Collected data entries:
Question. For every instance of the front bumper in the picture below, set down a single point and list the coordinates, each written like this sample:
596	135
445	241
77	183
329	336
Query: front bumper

> **What to work on**: Every entry is to be restated word for word.

> **Exercise response**:
Question. For every instance of the front bumper in the picture below, set down a single point and list the coordinates, each written like this sample:
596	135
445	241
77	183
329	336
Query: front bumper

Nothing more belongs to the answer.